(TEXT UNDER STUDY):
*** Block opens ***
Wirgin was a German company which is still known for its brands Wirgin and Edixa, and for its camera types like the Edina, the Edinex or the Gewirette. It was based in the Hessian capital Wiesbaden and made a line of quite inexpensive 35mm SLRs from the 1950s to the 1970s, including the Edixa Reflex and Edixa-Mat Reflex. Wirgin was West Germany's main producer of SLRs with focal plane shutter. It also produced some of the lenses for its cameras, among them several M42 screw mount lenses.

Wirgin was founded by the brothers Heinrich, Max and Josef Wirgin in 1920. They introduced their first distinctive camera in 1927, the Edinex, which they produced also as Adrette for Adox. In 1934 the company surprised the market with a very small viewfinder camera for type 127 film, the Gewirette. From the mid-1930s it also made Edinex 35mm viewfinder cameras. These came equipped with Wirgin Gewironar lens and Compur shutter or Steinheil Culminar lens (alike Tessar) with Prontor shutter.

In 1938 Heinrich and Josef Wirgin were still in charge of their company in Wiesbaden. However, the Nazi persecution of the Jews compelled them to escape from Germany, with the help of one of their clerks. Max arrived in the US May 14, 1936, Max helped his brothers follow him to America. The Wirgin factory in Wiesbaden became incorporated into the Adox company.
*** Block closes ***
(WHAT THE TASK REQUIRES): Continue the text about the Wirgin camera company from its final sentence.

(INFORMATION SUPPLIED):
*** Block opens ***
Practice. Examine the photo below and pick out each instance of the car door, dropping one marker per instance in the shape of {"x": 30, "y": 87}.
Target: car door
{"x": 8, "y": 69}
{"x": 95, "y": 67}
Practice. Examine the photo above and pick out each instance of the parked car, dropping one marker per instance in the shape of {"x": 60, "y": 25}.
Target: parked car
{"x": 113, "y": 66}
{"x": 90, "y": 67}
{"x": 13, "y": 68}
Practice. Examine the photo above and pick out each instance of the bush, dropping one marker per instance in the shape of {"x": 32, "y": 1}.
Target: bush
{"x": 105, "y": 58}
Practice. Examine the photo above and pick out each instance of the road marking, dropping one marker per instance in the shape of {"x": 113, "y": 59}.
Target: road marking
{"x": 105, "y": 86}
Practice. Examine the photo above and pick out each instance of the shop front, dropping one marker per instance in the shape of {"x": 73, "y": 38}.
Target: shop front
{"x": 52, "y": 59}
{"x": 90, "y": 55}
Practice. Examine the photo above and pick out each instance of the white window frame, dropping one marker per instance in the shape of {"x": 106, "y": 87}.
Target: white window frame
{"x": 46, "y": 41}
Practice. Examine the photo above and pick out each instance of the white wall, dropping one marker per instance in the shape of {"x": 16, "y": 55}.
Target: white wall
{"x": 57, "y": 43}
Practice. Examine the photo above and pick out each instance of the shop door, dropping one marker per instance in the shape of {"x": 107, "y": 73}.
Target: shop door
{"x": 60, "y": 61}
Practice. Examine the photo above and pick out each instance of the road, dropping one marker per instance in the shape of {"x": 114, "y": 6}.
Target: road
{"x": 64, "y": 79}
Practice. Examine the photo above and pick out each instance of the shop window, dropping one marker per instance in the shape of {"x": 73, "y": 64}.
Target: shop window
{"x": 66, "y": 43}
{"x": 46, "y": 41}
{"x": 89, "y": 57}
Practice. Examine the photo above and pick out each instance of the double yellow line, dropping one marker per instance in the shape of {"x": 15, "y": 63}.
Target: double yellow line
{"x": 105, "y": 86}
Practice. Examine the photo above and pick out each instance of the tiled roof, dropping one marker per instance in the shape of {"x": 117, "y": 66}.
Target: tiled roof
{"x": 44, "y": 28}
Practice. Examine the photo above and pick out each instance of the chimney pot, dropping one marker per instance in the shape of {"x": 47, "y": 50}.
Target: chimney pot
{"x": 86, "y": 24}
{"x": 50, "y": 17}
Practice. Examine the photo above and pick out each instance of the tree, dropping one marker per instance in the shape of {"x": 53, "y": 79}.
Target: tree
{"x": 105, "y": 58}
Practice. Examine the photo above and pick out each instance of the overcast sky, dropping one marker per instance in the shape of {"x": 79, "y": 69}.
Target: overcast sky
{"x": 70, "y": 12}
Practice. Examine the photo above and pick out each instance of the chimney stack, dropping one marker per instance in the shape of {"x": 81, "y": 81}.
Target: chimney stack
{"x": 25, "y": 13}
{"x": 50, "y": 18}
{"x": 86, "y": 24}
*** Block closes ***
(OUTPUT FOR THIS TASK):
After the war Heinrich Wirgin came back from America, now as Henry Wirgin, and refounded the Wirgin company in Wiesbaden. An administrative officer of the American occupied zone of Germany sent Heinz Waaske as promising aspirant to Wirgin. At that time Waaske had sold his prototype of a miniature camera to the Americans. In 1951 the talented mechanician Waaske became camera constructor. He constructed the company's first SLR, a model with focal plane shutter, the first camera like that in Western Germany. He also constructed a more elegant SLR prototype, and later a complicated electronically controlled SLR with Compur shutter, and a stereo rangefinder camera.

In 1962 Henry Wirgin bought Franka Kamerawerk. Several 35mm viewfinder cameras had been made in the Franka-Kamerawerk in Bayreuth/Oberfranken, for example the one visible in the picture at the right side of this page, an Edixa with builtin selenium meter and a lens with selectors for shutter speed, aperture and distance.

Made in Bayreuth and Wiesbaden were the small Edixa cameras for 16mm film with removable coupled or uncoupled meter, all derived from an original model designed by Heinz Waaske in Wiesbaden and developed and produced in Wiesbaden and Bayreuth as Edixa 16, Franka 16, or, for the Karstadt department stores, as alka 16.

Waaske left Wirgin since Henry Wirgin had decided to give up camera production sooner or later. Wirgin granted the rights on a new 35mm viewfinder camera to Waaske. This camera was none less than the prototype of what became the famous Rollei 35. Waaske had constructed it at Wirgin company.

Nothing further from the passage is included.